Excerpts from a dataset
----

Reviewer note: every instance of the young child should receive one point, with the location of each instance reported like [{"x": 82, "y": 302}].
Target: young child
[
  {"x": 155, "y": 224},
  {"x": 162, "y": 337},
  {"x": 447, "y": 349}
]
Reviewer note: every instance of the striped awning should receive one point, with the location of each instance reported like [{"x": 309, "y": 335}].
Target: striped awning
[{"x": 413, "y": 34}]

----

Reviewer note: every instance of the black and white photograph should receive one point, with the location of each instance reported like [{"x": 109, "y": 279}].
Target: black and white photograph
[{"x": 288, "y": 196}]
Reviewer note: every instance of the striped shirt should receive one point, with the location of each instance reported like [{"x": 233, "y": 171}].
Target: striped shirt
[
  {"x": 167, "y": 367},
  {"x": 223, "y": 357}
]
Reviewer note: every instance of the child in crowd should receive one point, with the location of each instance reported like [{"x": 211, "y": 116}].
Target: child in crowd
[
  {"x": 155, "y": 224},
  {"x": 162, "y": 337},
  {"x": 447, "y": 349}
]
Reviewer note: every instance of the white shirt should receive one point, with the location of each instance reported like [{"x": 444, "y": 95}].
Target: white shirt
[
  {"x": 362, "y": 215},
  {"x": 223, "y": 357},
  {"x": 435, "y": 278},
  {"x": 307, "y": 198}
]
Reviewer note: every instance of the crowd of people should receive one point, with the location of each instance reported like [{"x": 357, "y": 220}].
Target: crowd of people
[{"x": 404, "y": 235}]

----

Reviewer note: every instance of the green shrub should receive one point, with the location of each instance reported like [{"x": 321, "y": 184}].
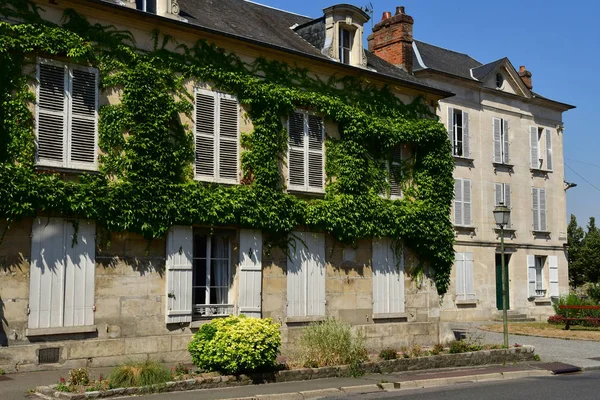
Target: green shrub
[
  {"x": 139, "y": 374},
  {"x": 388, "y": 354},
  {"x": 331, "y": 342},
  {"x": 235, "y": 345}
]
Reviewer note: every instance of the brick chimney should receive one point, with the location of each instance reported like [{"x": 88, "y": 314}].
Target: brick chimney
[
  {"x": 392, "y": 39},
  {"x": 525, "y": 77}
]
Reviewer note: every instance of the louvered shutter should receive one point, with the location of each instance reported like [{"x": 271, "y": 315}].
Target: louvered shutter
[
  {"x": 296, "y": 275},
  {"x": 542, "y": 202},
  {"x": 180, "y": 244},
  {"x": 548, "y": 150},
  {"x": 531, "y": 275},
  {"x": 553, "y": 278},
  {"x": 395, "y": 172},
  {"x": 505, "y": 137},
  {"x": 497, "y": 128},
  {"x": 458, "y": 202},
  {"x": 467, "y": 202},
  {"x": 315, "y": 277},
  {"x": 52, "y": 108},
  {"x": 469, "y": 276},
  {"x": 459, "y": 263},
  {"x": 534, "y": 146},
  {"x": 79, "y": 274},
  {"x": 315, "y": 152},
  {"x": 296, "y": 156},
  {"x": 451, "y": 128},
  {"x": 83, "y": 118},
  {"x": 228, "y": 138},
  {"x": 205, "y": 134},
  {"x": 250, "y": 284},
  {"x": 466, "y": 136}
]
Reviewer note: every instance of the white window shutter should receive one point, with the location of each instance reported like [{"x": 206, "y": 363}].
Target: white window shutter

----

▸ Work to complete:
Look through the data and gather every line with the string "window" in it.

▸ Result of this task:
Reviewer note: every instance of the white window shutter should receive one point, with the location of each instance reported like [{"x": 206, "y": 363}].
Target: white window shutter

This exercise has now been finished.